_Tasks for this exercise_:
[1] From the page on scraping web pages with Python, copy the part between "You can use" and "outputs: More stuff.", inclusive, switching every "htmlsource" to "source_html".
[2] Translate this sentence from the page on scraping web pages with Python into German: "The html5lib parser is code that turns the source text of an HTML page into a structured object, allowing, for instance, to use CSS selectors or xpath expressions to select/extract portions of a page"
[3] On the page about scraping web pages with Python, what output is shown for the xpath example?

Scraping web pages with python: Difference between revisions

Revision as of 18:15, 5 April 2011

The html5lib parser is code that turns the source text of an HTML page into a structured object, allowing, for instance, to use CSS selectors or xpath expressions to select/extract portions of a page

You can use xpath expressions:

import html5lib, lxml

htmlsource="<html><body><p>Example page.</p><p>More stuff.</p></body></html>"
htmlparser = html5lib.HTMLParser(tree=html5lib.treebuilders.getTreeBuilder("lxml"), namespaceHTMLElements=False)
page = htmlparser.parse(htmlsource)
p = page.xpath("/html/body/p[2]")
if p:
    p = p[0]
    print "".join([t for t in p.itertext()])

outputs: More stuff.

Also CSS selectors are possible:

import html5lib, lxml, lxml.cssselect

htmlsource="<html><body><p>Example page.</p><p>More stuff.</p></body></html>"
htmlparser = html5lib.HTMLParser(tree=html5lib.treebuilders.getTreeBuilder("lxml"), namespaceHTMLElements=False)
page = htmlparser.parse(htmlsource)
selector = lxml.cssselect.CSSSelector("p")
for p in selector(page):
    print "-"*20
    print "".join([t for t in p.itertext()])

--------------------
Example page.

_Data supplied_:
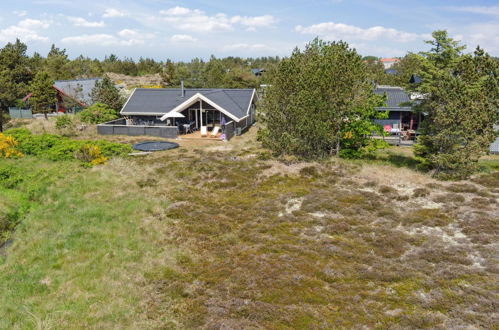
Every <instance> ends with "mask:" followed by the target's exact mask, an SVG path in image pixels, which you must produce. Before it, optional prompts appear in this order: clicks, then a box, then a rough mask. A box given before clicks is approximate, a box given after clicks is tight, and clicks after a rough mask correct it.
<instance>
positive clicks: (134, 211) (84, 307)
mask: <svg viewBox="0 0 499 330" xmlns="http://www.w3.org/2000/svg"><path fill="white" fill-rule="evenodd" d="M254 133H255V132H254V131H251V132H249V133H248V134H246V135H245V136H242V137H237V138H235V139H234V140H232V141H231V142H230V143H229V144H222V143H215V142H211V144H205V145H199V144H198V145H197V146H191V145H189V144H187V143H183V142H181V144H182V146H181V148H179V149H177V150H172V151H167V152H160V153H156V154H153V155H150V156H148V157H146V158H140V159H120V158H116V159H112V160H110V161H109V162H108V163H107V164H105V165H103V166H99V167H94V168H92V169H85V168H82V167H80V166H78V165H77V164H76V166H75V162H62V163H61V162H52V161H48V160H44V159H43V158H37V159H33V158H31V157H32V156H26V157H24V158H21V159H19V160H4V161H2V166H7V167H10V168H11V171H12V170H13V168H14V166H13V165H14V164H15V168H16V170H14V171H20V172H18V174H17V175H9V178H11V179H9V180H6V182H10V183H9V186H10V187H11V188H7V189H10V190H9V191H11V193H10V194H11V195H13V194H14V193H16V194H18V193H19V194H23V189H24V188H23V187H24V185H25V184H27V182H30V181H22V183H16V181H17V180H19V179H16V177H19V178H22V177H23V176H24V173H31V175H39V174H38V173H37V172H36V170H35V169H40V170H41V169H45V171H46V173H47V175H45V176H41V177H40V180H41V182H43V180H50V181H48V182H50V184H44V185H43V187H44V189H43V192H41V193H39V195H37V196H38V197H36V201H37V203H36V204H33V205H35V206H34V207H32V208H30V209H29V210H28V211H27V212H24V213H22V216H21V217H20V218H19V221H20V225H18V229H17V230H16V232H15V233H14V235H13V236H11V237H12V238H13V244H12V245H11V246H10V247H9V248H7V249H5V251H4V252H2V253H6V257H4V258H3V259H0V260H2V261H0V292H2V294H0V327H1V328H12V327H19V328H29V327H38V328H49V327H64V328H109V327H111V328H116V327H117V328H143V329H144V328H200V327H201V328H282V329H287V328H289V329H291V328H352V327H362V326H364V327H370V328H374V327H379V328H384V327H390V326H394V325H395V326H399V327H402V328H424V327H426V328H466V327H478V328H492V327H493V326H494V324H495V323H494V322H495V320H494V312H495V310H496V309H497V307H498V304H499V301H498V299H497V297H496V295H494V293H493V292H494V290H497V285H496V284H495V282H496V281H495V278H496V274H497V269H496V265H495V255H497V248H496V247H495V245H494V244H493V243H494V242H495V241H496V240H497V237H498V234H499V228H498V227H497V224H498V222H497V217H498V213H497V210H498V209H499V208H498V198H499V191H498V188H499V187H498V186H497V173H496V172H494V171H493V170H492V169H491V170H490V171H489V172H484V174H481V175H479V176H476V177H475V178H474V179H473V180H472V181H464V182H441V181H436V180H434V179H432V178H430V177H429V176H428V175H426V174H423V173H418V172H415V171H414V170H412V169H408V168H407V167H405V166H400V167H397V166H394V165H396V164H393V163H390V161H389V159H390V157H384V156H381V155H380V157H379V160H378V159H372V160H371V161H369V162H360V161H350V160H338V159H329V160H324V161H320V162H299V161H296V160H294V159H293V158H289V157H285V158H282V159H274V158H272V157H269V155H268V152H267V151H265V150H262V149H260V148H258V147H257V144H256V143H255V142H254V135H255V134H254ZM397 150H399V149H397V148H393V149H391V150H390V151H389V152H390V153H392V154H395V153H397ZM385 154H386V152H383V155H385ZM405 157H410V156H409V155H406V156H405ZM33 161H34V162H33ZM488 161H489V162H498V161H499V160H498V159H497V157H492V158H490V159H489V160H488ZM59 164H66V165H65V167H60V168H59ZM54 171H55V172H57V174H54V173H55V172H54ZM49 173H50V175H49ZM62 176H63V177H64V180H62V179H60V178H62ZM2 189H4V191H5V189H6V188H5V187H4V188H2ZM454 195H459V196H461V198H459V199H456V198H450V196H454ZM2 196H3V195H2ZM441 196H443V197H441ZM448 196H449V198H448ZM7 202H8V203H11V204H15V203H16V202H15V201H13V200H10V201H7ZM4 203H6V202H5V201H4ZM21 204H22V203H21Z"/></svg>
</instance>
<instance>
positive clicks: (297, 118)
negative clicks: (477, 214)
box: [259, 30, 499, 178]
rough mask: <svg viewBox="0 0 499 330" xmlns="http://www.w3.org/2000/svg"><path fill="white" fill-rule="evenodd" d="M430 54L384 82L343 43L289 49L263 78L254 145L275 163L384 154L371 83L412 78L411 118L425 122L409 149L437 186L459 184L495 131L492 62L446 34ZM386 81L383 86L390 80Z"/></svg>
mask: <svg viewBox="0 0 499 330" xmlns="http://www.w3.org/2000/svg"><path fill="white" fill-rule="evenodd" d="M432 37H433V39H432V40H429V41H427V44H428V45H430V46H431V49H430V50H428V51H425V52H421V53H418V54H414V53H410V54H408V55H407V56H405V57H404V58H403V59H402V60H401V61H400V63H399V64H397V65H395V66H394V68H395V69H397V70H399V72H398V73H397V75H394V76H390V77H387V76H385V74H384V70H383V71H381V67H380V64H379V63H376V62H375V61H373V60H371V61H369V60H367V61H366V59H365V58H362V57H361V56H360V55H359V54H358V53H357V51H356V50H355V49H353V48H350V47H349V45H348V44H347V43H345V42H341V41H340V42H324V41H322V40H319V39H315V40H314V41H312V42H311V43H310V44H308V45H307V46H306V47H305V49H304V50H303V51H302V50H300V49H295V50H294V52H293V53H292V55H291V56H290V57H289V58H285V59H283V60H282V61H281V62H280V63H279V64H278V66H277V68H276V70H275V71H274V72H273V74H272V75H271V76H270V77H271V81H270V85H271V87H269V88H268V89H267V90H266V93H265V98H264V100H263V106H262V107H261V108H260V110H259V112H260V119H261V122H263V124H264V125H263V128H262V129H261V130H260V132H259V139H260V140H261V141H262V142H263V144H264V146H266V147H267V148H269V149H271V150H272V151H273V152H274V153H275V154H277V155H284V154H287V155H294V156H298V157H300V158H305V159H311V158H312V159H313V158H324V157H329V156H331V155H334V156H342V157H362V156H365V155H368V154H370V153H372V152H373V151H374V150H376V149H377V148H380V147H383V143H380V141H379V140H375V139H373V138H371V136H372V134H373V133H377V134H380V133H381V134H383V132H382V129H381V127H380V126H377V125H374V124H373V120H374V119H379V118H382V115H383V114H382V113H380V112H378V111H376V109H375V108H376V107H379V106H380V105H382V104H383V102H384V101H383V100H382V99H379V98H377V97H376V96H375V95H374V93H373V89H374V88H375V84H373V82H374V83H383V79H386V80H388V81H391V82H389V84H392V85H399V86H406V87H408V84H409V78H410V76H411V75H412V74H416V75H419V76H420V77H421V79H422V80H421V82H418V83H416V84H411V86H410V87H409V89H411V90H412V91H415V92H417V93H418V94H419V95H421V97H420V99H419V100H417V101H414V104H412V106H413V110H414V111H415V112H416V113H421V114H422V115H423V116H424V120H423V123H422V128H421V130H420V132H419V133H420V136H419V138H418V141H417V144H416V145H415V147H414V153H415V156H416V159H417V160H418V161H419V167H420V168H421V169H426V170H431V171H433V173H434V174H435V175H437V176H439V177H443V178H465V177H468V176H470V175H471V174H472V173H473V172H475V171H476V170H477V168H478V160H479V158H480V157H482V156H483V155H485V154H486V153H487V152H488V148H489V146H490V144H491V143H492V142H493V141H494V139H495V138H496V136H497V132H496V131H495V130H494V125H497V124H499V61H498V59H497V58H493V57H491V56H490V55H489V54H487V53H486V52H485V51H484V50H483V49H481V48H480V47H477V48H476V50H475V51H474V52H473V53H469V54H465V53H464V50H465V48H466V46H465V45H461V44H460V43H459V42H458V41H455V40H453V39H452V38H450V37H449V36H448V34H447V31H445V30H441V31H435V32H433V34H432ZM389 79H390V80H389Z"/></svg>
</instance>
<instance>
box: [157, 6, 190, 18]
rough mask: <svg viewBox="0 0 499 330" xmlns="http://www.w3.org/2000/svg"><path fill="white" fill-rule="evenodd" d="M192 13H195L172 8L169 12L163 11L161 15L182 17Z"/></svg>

_Activity answers_:
[1]
You can use xpath expressions:

import html5lib, lxml

source_html="<html><body><p>Example page.</p><p>More stuff.</p></body></html>"
htmlparser = html5lib.HTMLParser(tree=html5lib.treebuilders.getTreeBuilder("lxml"), namespaceHTMLElements=False)
page = htmlparser.parse(source_html)
p = page.xpath("/html/body/p[2]")
if p:
    p = p[0]
    print "".join([t for t in p.itertext()])

outputs: More stuff.

[2] Der html5lib-Parser ist Code, der den Quelltext einer HTML-Seite in ein strukturiertes Objekt umwandelt und es so beispielsweise ermöglicht, CSS-Selektoren oder XPath-Ausdrücke zu verwenden, um Teile einer Seite auszuwählen bzw. zu extrahieren

[3] More stuff.